Work to complete —
1) Reproduce the electronic bills of lading article from "Bill of Lading." to "provide workable solutions.".
2) Pick up the article on electronic bills of lading after its final sentence and keep writing it.

Excerpt to read —

Calls for electronic bills of lading to reduce risk of mis-declared cargo

Bill of Lading. Credit: Henke Grankvist / Shutterstock

The Digital Container Shipping Association has called for collaboration in the shipping industry to create a standardised electronic bill of lading (eBL) which could improve maritime safety by streamlining the identification of mis-declared cargoes.

The DCSA has begun to devise the steps and standards necessary for the development of a standardised eBL and is working with its nine member carriers, as well as eBL service providers, to adapt and provide workable solutions.

It is believed that by digitalising BLs and having one standardized system it will increase visibility and accountability of mis-declared cargoes, making it easier and quicker to trace where an error has occurred. “If the data becomes digitalized regulatory bodies will be able to improve their targeting processes when it comes to mis-declared cargoes,” said Thomas Bagge CEO DCSA, to SAS.

The push towards digitalization will also promote maritime safety by pushing the workload to the shipper side. Bagge used the example of online banking; when someone transfers money or pays a bill the data is inputted directly by the customer and is only processed by the banks, so if the money doesn’t arrive to the correct payee it’s because the customer has made an error. By streamlining the loading process of a vessel and creating a standardised eBL it will eliminate any misunderstandings over mis-declaration. “It will put pressure on shippers to declare their cargo correctly, because there will be no arguing later on when there is a problem,” said Bagge.

By teaming this system with other smart initiatives, such as an Internet of Things (IoT) smart container device that regulates and records the temperature inside a container, it can further eliminate mis-declared cargos and be an early warning sign of ship fires.

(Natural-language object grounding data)
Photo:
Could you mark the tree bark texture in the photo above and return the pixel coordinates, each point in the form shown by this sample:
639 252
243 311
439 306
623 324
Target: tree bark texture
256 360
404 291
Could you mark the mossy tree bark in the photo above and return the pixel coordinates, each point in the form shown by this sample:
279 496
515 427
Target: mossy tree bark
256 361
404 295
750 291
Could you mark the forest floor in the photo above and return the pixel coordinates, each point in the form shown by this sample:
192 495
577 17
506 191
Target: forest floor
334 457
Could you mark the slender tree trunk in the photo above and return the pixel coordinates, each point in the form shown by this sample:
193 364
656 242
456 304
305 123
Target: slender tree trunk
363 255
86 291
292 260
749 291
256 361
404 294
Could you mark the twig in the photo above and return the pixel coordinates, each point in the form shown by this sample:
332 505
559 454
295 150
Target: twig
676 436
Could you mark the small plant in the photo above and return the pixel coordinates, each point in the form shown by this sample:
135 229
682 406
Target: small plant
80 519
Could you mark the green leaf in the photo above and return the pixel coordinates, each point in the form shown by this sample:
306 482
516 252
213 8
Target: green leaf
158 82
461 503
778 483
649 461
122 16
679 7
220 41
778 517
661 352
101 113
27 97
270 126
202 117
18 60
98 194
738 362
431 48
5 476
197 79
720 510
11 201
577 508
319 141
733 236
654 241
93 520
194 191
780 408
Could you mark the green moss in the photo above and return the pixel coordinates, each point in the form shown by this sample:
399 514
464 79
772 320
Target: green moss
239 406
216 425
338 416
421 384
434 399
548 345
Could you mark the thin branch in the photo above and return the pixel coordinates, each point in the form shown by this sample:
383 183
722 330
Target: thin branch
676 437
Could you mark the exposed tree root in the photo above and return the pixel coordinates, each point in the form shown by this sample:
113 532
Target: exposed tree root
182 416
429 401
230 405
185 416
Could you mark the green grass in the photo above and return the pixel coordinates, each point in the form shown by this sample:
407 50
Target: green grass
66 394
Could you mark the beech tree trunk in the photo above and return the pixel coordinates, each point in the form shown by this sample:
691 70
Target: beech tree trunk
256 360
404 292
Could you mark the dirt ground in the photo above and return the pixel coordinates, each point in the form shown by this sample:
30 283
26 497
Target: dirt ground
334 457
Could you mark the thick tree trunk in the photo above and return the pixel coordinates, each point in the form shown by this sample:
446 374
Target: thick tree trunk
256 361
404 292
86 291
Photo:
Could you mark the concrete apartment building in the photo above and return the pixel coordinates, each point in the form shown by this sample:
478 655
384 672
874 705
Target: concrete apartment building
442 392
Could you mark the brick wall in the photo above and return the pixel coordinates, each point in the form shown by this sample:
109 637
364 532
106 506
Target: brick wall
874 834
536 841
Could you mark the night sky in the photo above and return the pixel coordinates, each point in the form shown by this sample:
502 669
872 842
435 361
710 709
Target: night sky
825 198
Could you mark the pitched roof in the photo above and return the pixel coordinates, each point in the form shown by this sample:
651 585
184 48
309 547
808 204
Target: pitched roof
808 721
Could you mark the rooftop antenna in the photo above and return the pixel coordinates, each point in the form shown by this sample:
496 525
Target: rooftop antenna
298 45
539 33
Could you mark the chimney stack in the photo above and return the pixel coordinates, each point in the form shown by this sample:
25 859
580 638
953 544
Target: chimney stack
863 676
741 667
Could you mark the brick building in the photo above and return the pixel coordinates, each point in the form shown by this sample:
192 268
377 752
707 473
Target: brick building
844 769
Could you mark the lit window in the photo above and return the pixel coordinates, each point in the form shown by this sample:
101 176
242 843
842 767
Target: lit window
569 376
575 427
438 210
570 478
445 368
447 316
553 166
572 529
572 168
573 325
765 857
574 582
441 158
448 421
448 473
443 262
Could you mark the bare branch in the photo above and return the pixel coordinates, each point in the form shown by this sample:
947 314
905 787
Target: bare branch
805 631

Response list —
1)
Bill of Lading. Credit: Henke Grankvist / Shutterstock

The Digital Container Shipping Association has called for collaboration in the shipping industry to create a standardised electronic bill of lading (eBL) which could improve maritime safety by streamlining the identification of mis-declared cargoes.

The DCSA has begun to devise the steps and standards necessary for the development of a standardised eBL and is working with its nine member carriers, as well as eBL service providers, to adapt and provide workable solutions.

2)
Bagge noted that then the stakeholders will be able to cross reference data, so if a container starts heating up and it’s picked up by IoT sensors you can quickly check the eBL to see what is inside it. “You can contact the shipper and say, you said you were shipping tyres, according to the eBL, but tyres don’t start heating up by themselves,” commented Bagge. “The two devices together will really help improve maritime safety and make mis-declaration of cargo a smaller issue than it has been historically.”

Though primarily the push for eBL standardization is to improve customer experience – according to financial modelling the eBL could save an estimated USD4 billion a year if only 50% of adoption is achieved – the safety and environmental benefits, switching from paper to digital, are undeniable, said Bagge.

The coronavirus disease outbreak has also spurred on the call for further digitalization in the shipping industry, with the rise of remote surveys and e-certificates. A leading shipping nation has already approached the DCSA to take part of in the pilot implementation.